(Directions): Beginning at the line that contains "Where in the photo below can the child", reproduce the entries below exactly, ending with the line that contains "Where in the photo above can the shadow". Omit each picture.

(Data shown):

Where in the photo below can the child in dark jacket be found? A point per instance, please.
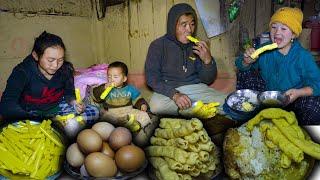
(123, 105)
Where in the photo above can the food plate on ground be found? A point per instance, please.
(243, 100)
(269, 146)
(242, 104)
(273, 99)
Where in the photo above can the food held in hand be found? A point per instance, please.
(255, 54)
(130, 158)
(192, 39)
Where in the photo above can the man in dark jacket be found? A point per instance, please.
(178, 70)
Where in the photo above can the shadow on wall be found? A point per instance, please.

...

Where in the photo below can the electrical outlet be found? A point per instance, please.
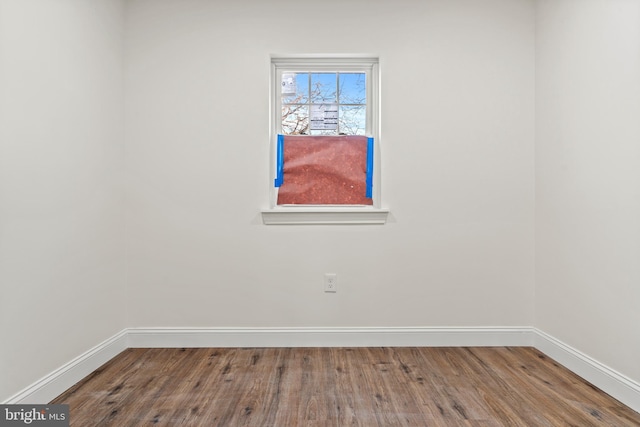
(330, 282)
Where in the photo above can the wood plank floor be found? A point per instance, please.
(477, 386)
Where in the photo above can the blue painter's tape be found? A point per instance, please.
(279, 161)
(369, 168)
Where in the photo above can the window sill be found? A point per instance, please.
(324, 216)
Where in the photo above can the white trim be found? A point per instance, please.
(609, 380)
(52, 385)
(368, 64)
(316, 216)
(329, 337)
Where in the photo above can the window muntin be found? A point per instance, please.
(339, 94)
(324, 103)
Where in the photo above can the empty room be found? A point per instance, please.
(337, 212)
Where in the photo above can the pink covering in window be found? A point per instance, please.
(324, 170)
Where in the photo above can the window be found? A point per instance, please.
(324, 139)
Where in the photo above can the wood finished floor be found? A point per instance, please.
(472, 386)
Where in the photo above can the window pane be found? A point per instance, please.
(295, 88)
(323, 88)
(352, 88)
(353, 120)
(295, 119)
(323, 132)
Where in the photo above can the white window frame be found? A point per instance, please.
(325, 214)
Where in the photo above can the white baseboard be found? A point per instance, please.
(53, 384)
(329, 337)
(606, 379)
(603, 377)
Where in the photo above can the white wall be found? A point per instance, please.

---

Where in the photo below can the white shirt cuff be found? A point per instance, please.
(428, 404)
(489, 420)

(Worked solution):
Where in the photo below can the child in dark jacket be found? A point per instance, please.
(123, 105)
Where in the photo above can the food plate on ground be found? A point per instance, please.
(243, 100)
(269, 146)
(242, 104)
(273, 99)
Where in the photo above can the food held in hand be found? A point per instance, please.
(255, 54)
(130, 158)
(192, 39)
Where in the photo above can the man in dark jacket be found? A point per instance, please.
(178, 70)
Where in the photo above can the shadow on wall be found? A point per instance, please.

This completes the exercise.